| Problems to work on |
• 1. List every heading in the text on nitrogen that contains the word "nitrogen".
• 2. Return, word for word, the stretch of the text on nitrogen from "Plants use nitrogen by" through "green pigmented chlorophyll.".

| Passage provided |
# # # # # # #
Novofert-Georgia

Novofert-Georgia
Fertilizers’ elements

The role of nitrogen in agricultural production systems

Nitrogen is one of the most important nutrients for crop growth, second only to water, and is the major nutrient the producer can control. Nitrogen exists in many different chemical forms and passes around natural and agricultural ecosystems in a cycle. The various forms of nitrogen determine its availability to plants or whether nitrogen escapes and is no longer available to plants. The supply of useable nitrogen and the rate of losses from the soil affects the sustainability of production. Mismanaged, it can result in economic loss to the producer and have environmental repercussions, or both.

How plants use nitrogen

Nitrogen is one of the main chemical elements required for plant growth and reproduction. Nitrogen is a component of chlorophyll and therefore essential for photosynthesis. It is also the basic element of plant and animal proteins, including the genetic material DNA and RNA, and is important in periods of rapid plant growth.

Plants use nitrogen by absorbing either nitrate or ammonium ions through the roots. Most of the nitrogen is used by the plant to produce protein (in the form of enzymes) and nucleic acids. Nitrogen is readily transported through the plant from older tissue to younger tissues. Therefore, a plant deficient in nitrogen will show yellowing in the older leaves first due to the underdevelopment or destruction of chloroplasts and an absence of the green pigmented chlorophyll.

Chemical forms of nitrogen
  • Nitrogen gas (N2) makes up 78 per cent of atmosphere. It is not directly available for use by plants but is directly used in nitrogen fixation and industrial fertiliser manufacture.

  • Ammonia (NH3) is a gas that contains nitrogen. In this form the nitrogen is unavailable to plants. It is, however, involved in the cycling of nitrogen in the soil.
# # # # # # #
| Data provided |

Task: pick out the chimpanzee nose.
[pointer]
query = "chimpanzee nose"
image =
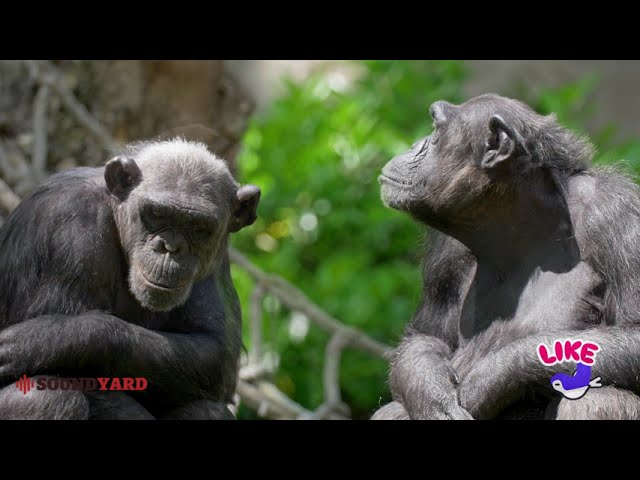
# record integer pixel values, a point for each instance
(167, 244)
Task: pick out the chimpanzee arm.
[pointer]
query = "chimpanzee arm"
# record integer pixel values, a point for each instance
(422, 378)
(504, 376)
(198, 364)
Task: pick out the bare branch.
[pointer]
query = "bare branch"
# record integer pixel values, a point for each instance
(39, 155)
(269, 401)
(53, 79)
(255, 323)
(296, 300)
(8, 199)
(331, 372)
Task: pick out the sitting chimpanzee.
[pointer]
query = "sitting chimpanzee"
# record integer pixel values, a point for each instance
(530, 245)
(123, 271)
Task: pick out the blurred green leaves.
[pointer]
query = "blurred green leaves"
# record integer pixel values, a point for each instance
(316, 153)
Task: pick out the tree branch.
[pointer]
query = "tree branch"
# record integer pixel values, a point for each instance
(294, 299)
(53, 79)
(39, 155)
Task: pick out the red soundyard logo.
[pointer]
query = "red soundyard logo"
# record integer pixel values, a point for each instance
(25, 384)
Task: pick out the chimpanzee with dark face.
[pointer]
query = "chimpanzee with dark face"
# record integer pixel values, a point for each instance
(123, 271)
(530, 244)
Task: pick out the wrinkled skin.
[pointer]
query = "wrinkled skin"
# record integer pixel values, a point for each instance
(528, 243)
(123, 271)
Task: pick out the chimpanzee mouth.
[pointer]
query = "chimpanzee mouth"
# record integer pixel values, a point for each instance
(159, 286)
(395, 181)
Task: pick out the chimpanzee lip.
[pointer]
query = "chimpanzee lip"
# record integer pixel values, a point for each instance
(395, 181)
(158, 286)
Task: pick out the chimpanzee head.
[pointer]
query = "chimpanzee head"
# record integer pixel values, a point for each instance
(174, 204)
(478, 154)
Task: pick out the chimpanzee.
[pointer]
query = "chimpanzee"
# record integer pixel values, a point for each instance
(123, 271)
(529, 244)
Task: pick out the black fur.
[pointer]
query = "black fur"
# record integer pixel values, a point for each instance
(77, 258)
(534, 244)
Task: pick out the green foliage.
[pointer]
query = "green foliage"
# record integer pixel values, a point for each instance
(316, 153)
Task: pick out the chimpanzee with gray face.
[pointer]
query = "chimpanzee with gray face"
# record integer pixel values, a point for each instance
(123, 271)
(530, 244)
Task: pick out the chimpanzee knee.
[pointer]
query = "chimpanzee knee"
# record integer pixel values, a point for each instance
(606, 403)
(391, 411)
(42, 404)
# # # # # # #
| Answer set |
• 1.
The role of nitrogen in agricultural production systems
How plants use nitrogen
Chemical forms of nitrogen

• 2.
Plants use nitrogen by absorbing either nitrate or ammonium ions through the roots. Most of the nitrogen is used by the plant to produce protein (in the form of enzymes) and nucleic acids. Nitrogen is readily transported through the plant from older tissue to younger tissues. Therefore, a plant deficient in nitrogen will show yellowing in the older leaves first due to the underdevelopment or destruction of chloroplasts and an absence of the green pigmented chlorophyll.